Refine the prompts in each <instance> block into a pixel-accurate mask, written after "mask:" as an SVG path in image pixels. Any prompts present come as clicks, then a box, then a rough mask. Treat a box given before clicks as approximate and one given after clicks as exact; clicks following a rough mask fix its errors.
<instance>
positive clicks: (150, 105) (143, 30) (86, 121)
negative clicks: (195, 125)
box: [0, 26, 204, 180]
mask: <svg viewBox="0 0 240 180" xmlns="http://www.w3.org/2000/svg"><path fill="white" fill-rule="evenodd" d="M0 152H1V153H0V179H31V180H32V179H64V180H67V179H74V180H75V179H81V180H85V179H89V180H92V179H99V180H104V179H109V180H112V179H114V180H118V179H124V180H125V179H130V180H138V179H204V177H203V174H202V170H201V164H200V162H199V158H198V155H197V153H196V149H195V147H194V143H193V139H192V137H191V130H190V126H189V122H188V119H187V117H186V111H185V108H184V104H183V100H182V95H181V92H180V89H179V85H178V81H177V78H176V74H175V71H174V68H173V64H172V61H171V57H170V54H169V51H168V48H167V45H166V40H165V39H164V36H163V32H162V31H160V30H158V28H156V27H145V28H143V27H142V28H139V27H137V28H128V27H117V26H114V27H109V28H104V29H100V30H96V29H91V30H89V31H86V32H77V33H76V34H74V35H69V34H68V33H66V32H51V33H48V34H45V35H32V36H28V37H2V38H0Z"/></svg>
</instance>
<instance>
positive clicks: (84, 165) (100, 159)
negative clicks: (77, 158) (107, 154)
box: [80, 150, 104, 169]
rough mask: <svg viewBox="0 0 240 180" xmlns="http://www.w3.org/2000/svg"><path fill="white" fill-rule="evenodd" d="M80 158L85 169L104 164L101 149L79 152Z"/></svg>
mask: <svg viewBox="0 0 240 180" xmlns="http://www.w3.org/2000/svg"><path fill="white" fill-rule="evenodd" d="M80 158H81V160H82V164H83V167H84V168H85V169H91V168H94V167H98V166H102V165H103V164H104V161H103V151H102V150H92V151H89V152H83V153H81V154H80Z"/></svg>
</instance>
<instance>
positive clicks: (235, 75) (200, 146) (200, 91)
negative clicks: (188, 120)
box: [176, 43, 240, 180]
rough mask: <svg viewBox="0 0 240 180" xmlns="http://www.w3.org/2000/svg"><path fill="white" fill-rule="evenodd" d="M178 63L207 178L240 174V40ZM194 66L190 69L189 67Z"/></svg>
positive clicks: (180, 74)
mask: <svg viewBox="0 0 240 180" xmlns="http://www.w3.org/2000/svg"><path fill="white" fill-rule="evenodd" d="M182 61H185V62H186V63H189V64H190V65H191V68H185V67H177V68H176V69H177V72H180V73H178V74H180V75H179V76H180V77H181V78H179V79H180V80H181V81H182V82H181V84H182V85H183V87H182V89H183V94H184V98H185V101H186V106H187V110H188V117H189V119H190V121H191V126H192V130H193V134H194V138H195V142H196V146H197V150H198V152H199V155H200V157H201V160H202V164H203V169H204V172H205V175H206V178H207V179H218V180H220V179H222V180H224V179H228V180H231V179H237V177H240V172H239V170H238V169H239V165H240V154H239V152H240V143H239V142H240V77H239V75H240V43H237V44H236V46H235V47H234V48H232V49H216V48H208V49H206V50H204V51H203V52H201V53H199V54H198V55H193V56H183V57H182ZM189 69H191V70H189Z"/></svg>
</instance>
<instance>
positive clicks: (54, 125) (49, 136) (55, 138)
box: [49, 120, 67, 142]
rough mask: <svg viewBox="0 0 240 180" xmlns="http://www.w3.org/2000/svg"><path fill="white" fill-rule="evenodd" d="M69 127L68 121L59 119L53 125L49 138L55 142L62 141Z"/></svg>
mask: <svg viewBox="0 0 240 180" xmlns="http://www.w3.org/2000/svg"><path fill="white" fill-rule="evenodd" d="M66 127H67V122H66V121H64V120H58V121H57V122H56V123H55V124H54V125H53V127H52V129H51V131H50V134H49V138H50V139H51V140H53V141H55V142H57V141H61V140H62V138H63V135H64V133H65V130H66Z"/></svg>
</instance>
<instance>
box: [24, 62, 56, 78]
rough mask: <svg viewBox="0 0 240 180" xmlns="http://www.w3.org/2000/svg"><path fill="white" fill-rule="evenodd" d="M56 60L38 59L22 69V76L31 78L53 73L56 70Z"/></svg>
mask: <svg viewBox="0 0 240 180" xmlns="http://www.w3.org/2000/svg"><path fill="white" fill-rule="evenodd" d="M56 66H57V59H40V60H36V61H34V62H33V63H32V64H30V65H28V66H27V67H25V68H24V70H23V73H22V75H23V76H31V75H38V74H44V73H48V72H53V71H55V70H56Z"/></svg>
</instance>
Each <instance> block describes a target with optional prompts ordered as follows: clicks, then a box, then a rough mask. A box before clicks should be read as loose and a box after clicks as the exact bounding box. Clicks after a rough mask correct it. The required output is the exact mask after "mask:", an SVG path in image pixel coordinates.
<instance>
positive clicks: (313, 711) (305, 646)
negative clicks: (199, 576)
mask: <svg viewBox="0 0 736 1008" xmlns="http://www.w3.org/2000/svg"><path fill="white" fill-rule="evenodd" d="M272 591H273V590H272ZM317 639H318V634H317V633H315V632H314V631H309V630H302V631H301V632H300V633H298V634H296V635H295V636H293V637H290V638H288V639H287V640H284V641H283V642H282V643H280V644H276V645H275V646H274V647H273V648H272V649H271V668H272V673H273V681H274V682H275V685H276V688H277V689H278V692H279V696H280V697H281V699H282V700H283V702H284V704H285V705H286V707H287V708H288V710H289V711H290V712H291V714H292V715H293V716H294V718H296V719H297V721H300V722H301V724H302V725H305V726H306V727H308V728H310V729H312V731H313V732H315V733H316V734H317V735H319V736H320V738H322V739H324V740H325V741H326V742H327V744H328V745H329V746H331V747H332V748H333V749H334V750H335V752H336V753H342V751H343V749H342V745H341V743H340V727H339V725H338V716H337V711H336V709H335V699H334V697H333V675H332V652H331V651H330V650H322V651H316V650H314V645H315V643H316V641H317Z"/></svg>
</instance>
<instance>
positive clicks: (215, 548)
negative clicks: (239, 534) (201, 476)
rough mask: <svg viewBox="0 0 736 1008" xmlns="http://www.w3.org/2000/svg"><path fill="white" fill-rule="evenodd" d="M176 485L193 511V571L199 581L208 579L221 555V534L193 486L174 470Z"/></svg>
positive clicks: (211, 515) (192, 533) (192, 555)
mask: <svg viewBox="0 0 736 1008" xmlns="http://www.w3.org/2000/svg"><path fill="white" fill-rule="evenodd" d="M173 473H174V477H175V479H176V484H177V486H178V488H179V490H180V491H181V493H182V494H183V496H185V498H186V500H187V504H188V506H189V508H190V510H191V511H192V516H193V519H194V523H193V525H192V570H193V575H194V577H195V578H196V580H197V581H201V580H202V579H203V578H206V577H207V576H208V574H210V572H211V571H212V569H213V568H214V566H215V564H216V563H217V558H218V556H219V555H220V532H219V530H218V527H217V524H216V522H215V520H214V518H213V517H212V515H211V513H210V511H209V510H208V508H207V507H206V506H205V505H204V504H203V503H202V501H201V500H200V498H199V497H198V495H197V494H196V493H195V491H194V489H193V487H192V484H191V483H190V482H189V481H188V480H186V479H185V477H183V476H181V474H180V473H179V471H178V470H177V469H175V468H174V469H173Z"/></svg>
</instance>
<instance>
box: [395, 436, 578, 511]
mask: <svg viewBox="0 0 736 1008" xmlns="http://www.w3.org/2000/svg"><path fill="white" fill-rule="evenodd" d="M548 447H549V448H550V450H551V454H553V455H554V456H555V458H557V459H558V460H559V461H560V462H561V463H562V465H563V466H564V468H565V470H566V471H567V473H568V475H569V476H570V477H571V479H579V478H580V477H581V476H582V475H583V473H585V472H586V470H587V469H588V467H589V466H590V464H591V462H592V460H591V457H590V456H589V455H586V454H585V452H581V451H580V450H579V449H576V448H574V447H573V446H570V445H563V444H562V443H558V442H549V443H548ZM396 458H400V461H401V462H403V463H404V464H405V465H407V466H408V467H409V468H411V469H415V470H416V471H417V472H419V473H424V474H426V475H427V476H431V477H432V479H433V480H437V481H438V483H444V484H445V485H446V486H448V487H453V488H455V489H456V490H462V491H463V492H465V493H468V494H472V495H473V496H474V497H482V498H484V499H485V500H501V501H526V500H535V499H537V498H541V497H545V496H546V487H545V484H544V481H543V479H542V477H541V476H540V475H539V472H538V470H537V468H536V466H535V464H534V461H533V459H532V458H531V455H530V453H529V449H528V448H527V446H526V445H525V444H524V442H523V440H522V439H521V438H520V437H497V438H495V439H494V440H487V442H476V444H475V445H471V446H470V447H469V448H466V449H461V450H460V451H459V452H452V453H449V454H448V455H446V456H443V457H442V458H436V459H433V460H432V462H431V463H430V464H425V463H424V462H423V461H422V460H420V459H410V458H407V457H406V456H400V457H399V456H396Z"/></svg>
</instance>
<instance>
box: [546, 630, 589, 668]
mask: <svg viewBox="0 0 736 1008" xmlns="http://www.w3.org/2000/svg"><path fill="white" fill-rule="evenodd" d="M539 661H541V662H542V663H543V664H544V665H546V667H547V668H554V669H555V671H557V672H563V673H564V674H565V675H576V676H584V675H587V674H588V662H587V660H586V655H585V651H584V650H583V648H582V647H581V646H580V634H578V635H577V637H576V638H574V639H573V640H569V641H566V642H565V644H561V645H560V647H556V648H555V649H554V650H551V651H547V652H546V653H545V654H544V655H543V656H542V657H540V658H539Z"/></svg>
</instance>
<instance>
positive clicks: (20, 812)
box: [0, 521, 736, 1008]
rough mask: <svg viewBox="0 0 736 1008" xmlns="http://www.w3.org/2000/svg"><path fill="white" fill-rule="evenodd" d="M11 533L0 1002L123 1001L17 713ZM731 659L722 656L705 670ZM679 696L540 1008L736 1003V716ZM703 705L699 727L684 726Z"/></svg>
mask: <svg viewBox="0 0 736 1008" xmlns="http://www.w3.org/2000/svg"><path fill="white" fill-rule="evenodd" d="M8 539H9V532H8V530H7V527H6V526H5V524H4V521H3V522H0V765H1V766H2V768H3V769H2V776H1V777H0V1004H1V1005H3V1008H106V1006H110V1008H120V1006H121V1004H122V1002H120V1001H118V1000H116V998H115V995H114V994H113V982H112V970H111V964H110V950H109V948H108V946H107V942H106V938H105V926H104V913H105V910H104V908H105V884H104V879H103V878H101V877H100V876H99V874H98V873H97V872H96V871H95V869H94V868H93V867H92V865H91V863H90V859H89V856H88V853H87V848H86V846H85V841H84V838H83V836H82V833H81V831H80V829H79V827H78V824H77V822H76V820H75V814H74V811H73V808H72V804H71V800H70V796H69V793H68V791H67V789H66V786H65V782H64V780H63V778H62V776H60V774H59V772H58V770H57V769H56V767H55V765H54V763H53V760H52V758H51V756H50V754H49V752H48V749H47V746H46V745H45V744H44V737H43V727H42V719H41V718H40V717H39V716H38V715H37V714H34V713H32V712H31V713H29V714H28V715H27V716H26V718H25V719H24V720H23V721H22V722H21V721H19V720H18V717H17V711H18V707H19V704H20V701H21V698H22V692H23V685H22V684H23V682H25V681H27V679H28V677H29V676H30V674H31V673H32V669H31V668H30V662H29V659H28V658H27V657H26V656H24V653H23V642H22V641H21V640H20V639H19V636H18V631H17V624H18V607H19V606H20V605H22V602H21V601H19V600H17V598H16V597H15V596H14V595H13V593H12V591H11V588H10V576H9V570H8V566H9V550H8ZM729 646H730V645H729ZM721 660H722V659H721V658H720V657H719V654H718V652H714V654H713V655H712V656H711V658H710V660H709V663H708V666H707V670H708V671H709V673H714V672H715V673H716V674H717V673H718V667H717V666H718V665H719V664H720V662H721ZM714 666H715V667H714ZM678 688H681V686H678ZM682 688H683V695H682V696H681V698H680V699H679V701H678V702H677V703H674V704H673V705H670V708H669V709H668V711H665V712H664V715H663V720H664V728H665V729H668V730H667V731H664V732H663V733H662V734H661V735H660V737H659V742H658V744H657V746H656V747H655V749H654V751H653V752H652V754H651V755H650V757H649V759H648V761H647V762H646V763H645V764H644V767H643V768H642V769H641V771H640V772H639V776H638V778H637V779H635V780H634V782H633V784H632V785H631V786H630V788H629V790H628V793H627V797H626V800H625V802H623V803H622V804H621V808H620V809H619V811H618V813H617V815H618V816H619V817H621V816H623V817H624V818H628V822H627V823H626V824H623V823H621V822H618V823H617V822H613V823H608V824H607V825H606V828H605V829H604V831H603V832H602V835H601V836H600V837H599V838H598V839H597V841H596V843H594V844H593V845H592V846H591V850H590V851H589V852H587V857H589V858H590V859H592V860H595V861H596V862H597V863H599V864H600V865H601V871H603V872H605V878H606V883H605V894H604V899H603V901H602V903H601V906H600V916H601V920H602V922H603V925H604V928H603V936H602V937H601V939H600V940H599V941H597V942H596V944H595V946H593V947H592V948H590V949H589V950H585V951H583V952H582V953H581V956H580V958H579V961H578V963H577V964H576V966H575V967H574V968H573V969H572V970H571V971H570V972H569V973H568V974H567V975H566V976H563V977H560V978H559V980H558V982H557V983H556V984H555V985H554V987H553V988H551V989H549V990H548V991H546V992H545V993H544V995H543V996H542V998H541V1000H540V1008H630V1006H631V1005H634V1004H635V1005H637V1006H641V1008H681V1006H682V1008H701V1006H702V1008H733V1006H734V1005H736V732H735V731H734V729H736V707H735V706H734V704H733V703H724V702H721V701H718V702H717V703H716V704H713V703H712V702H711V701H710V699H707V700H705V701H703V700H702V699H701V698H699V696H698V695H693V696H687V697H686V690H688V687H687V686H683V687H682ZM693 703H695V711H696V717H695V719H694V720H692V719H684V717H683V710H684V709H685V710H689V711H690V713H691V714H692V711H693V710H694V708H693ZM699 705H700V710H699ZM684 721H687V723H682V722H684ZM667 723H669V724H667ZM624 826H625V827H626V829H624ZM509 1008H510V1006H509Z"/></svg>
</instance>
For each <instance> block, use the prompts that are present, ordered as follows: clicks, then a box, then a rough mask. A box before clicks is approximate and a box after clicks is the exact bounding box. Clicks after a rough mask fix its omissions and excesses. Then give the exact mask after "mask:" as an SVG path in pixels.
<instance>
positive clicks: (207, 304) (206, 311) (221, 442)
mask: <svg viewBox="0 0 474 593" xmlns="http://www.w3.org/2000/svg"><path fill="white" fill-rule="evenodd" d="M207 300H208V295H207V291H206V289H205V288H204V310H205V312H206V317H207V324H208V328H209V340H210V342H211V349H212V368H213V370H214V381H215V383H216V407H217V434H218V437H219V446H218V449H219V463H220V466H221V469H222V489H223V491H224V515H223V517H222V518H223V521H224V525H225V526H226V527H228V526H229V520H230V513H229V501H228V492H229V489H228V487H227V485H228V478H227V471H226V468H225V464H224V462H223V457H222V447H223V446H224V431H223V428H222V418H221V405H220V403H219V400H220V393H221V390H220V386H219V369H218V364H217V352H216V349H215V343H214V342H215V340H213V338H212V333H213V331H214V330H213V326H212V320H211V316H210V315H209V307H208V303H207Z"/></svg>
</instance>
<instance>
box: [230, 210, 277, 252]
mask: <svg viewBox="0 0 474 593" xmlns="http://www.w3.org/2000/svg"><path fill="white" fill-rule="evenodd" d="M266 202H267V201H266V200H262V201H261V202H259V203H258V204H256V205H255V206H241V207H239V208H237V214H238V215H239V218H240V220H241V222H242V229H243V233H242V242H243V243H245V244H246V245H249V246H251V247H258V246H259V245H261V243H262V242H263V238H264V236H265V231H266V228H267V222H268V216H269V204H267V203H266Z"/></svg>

§ **What is needed**:
Reproduce, character for character, the material starting at the line containing "63L207 178L240 174V40ZM194" and ending at the line containing "positive clicks: (180, 74)", with both of those lines included.

§ **The completed task**:
rough mask: <svg viewBox="0 0 240 180" xmlns="http://www.w3.org/2000/svg"><path fill="white" fill-rule="evenodd" d="M178 63L207 178L240 174V40ZM194 66L190 69L189 67Z"/></svg>
positive clicks: (180, 74)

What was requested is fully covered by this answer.